:: Stated task ::
Can you rewrite all of the records below, replacing "along its edge" with "around its border" and changing nothing else? Leave the pictures out of your version.

******************************

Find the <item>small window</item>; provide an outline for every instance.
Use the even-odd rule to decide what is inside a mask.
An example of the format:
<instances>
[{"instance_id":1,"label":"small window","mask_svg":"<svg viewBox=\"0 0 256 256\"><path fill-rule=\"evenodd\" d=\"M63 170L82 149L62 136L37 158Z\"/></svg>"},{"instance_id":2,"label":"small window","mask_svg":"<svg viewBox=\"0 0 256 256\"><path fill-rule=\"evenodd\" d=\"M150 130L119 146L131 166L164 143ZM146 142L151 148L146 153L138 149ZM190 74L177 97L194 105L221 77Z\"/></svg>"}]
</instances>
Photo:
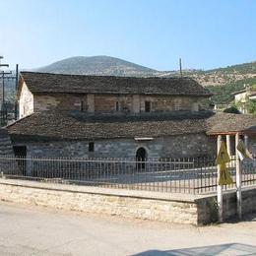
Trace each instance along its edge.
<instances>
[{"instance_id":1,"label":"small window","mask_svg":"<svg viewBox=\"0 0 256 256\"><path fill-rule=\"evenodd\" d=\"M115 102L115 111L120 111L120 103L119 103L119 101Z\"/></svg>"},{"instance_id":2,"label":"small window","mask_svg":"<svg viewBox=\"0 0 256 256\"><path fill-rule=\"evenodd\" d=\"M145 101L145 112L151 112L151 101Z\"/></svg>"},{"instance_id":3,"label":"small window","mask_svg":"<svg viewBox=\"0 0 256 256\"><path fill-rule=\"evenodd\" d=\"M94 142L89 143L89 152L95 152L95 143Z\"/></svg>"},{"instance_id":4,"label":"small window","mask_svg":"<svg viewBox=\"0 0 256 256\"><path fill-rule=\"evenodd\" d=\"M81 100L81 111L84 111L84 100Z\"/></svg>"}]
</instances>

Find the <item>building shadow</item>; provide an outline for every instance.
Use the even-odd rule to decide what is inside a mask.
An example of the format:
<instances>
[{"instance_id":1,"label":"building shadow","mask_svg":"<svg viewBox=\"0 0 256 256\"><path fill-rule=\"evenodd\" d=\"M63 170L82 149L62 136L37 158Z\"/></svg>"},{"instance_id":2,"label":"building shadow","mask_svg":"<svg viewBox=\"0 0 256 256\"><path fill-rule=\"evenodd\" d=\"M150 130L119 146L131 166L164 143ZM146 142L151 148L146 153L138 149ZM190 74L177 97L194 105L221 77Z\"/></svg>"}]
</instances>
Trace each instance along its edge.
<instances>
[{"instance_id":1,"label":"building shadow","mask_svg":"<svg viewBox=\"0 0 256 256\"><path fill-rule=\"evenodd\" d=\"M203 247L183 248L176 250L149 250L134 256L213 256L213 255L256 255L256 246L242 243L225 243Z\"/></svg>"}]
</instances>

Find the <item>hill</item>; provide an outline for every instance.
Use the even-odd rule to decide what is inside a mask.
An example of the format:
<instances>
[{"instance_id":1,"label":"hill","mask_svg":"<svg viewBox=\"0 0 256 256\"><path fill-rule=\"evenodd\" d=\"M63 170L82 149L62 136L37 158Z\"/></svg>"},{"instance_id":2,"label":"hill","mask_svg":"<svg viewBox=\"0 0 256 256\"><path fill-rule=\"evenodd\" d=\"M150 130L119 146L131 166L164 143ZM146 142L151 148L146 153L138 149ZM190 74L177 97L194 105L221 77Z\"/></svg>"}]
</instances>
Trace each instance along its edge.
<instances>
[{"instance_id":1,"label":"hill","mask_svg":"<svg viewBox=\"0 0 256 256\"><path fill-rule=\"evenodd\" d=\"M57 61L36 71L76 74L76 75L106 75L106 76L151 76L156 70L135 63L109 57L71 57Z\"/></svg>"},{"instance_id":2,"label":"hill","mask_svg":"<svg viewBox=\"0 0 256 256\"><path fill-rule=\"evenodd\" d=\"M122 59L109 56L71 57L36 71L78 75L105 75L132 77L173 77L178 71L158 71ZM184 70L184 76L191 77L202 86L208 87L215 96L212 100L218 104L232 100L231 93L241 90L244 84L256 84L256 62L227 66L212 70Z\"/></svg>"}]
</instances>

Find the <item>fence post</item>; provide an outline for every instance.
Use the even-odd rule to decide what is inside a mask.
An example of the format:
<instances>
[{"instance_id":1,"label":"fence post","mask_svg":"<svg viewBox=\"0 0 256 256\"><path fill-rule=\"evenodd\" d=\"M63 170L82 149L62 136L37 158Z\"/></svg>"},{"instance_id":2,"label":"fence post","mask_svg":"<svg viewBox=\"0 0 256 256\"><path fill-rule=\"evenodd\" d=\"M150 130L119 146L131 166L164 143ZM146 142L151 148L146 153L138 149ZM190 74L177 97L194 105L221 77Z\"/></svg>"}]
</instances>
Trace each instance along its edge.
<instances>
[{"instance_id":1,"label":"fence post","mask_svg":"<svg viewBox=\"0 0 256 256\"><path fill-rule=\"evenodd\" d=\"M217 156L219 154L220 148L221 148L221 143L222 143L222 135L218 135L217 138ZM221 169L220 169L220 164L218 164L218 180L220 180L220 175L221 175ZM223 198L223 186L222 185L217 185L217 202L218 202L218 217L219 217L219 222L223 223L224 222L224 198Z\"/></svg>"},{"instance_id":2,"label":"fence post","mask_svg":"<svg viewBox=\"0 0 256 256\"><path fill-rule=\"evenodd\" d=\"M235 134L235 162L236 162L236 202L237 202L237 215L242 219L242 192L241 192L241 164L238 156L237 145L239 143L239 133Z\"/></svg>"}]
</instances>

******************************

:: Output ::
Find the <item>small window</item>; provide an outline for every instance.
Use the even-odd rule to decide what is inside a mask.
An example of the format:
<instances>
[{"instance_id":1,"label":"small window","mask_svg":"<svg viewBox=\"0 0 256 256\"><path fill-rule=\"evenodd\" d=\"M63 170L82 149L62 136L37 158Z\"/></svg>"},{"instance_id":2,"label":"small window","mask_svg":"<svg viewBox=\"0 0 256 256\"><path fill-rule=\"evenodd\" d=\"M150 130L119 146L131 166L164 143ZM146 142L151 148L146 153L138 149ZM190 74L177 97L194 105L221 77Z\"/></svg>"}]
</instances>
Photo:
Trace each instance around its border.
<instances>
[{"instance_id":1,"label":"small window","mask_svg":"<svg viewBox=\"0 0 256 256\"><path fill-rule=\"evenodd\" d=\"M115 102L115 111L120 111L120 103L119 103L119 101Z\"/></svg>"},{"instance_id":2,"label":"small window","mask_svg":"<svg viewBox=\"0 0 256 256\"><path fill-rule=\"evenodd\" d=\"M145 101L145 112L151 112L151 101Z\"/></svg>"},{"instance_id":3,"label":"small window","mask_svg":"<svg viewBox=\"0 0 256 256\"><path fill-rule=\"evenodd\" d=\"M94 142L89 143L89 152L95 152L95 143Z\"/></svg>"},{"instance_id":4,"label":"small window","mask_svg":"<svg viewBox=\"0 0 256 256\"><path fill-rule=\"evenodd\" d=\"M81 100L81 111L84 111L84 100Z\"/></svg>"}]
</instances>

Find the <item>building shadow</item>; provide an outline for every instance.
Use the even-odd rule to decide what is inside a mask.
An example of the format:
<instances>
[{"instance_id":1,"label":"building shadow","mask_svg":"<svg viewBox=\"0 0 256 256\"><path fill-rule=\"evenodd\" d=\"M63 170L82 149L62 136L37 158Z\"/></svg>"},{"instance_id":2,"label":"building shadow","mask_svg":"<svg viewBox=\"0 0 256 256\"><path fill-rule=\"evenodd\" d=\"M150 130L119 146L131 166L164 143ZM146 142L151 148L146 153L138 149ZM190 74L177 97L194 105L221 77Z\"/></svg>"}]
</instances>
Trace each instance around its border.
<instances>
[{"instance_id":1,"label":"building shadow","mask_svg":"<svg viewBox=\"0 0 256 256\"><path fill-rule=\"evenodd\" d=\"M203 247L183 248L176 250L149 250L134 256L213 256L213 255L256 255L256 246L242 243L225 243Z\"/></svg>"}]
</instances>

Find the <item>hill</item>; provide an outline for every instance.
Use the even-odd rule to decide what is inside a mask.
An example of the format:
<instances>
[{"instance_id":1,"label":"hill","mask_svg":"<svg viewBox=\"0 0 256 256\"><path fill-rule=\"evenodd\" d=\"M63 170L82 149L62 136L37 158Z\"/></svg>"},{"instance_id":2,"label":"hill","mask_svg":"<svg viewBox=\"0 0 256 256\"><path fill-rule=\"evenodd\" d=\"M150 130L119 146L131 166L164 143ZM146 142L151 148L146 153L138 149ZM190 74L177 97L194 105L221 77Z\"/></svg>"}]
</instances>
Trace each instance around its border.
<instances>
[{"instance_id":1,"label":"hill","mask_svg":"<svg viewBox=\"0 0 256 256\"><path fill-rule=\"evenodd\" d=\"M57 61L36 71L76 74L76 75L106 75L106 76L151 76L156 70L135 63L109 57L71 57Z\"/></svg>"},{"instance_id":2,"label":"hill","mask_svg":"<svg viewBox=\"0 0 256 256\"><path fill-rule=\"evenodd\" d=\"M122 59L109 56L71 57L36 71L78 75L105 75L132 77L173 77L178 71L158 71ZM184 70L184 76L191 77L202 86L208 87L215 96L212 100L218 104L232 100L231 93L241 90L244 84L256 84L256 62L227 66L212 70Z\"/></svg>"}]
</instances>

Find the <item>fence post</item>; provide an outline for every instance.
Use the even-odd rule to decide what is inside a mask.
An example of the format:
<instances>
[{"instance_id":1,"label":"fence post","mask_svg":"<svg viewBox=\"0 0 256 256\"><path fill-rule=\"evenodd\" d=\"M63 170L82 149L62 136L37 158Z\"/></svg>"},{"instance_id":2,"label":"fence post","mask_svg":"<svg viewBox=\"0 0 256 256\"><path fill-rule=\"evenodd\" d=\"M150 130L119 146L131 166L164 143ZM146 142L151 148L146 153L138 149ZM190 74L177 97L194 105L221 77Z\"/></svg>"}]
</instances>
Trace each instance around its border.
<instances>
[{"instance_id":1,"label":"fence post","mask_svg":"<svg viewBox=\"0 0 256 256\"><path fill-rule=\"evenodd\" d=\"M217 156L219 154L220 148L221 148L221 143L222 143L222 135L218 135L217 138ZM221 169L220 169L220 164L218 164L218 180L220 180L220 175L221 175ZM223 198L223 186L222 185L217 185L217 202L218 202L218 217L219 217L219 222L223 223L224 222L224 198Z\"/></svg>"},{"instance_id":2,"label":"fence post","mask_svg":"<svg viewBox=\"0 0 256 256\"><path fill-rule=\"evenodd\" d=\"M235 134L235 162L236 162L236 202L237 202L237 215L242 219L242 192L241 192L241 164L238 156L237 145L239 143L239 133Z\"/></svg>"}]
</instances>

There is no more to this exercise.